***** Seite
Die Überführungsfahrt von Mallorca zurück in heimatliche Gefilde brachte viele altbekannte Häfen mit sich. Besonders auf Le Havre freute ich mich, erwartete uns doch der gleiche Hafenagent auf der Pier, der uns schon vor zwei Jahren mit der Prima jeden Dienstag empfangen hat. Und tatsächlich: es ist schon zwei Jahre her, dass ich meine erste AIDA-Gangway betreten habe im festen Glauben, dass ich nach einem halben Jahr doch wieder was besseres finden würde.
Naja, soll bekanntlich vorkommen, dass man sich bezüglich seiner Zukunftsplanung etwas vertut. An Bord trifft man tatsächlich erstaunlich viele, die einem erzählen: „Achja damals, da war der Plan, zur Überbrückung mal ein paar Monate Schiff zu fahren. Das war vor acht Jahren.“ So sind es jetzt halt doch irgendwie zwei Jahre geworden und wie es aussieht, wird es auch nicht dabei bleiben, denn die nächsten Schiffe und Routen klingen extrem vielversprechend. Wenn man nach zwei Jahren also schon zu den „Alten Hasen“ unter den Scouts gehört, hören alle ganz ehrfürchtig zu, wenn man ins Erzählen kommt über Häfen und Agenten und Ausflüge und die Beschaffenheit des Fußweges zu den Bussen. Le Havre war für mich also besonders schön, denn ich weiß einfach alles. Man kann mich mit Fragen bombardieren zur Anzahl der Stufen im Bénédictine-Palast und zur Höhe der Steilklippen und zur Knubbeligkeit des Kopfsteinpflasters in Honfleur und ich kann alles beantworten. Schade, dass es dann doch nur für einen einzigen Anlauf dort war. So eine schöne Powerpoint zusammengebastelt und dann durfte ich sie nur einmal halten. Chefin Kira schickte mich auf den einen Ausflug, den ich noch so gar nicht kannte und es ging für mich an die normannischen Strände, an denen die Alliierten zum Ende des Zweiten Weltkrieges angelandet sind.
**********
**Übungsaufgabe**
Gib aus dem Reisebericht oben den Abschnitt wortgetreu wieder, der bei „Die Überführungsfahrt von“ beginnt und bei „besseres finden würde.“ endet.
***** Datenblock
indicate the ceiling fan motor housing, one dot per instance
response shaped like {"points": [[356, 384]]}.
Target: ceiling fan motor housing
**********
**Lösung**
Die Überführungsfahrt von Mallorca zurück in heimatliche Gefilde brachte viele altbekannte Häfen mit sich. Besonders auf Le Havre freute ich mich, erwartete uns doch der gleiche Hafenagent auf der Pier, der uns schon vor zwei Jahren mit der Prima jeden Dienstag empfangen hat. Und tatsächlich: es ist schon zwei Jahre her, dass ich meine erste AIDA-Gangway betreten habe im festen Glauben, dass ich nach einem halben Jahr doch wieder was besseres finden würde.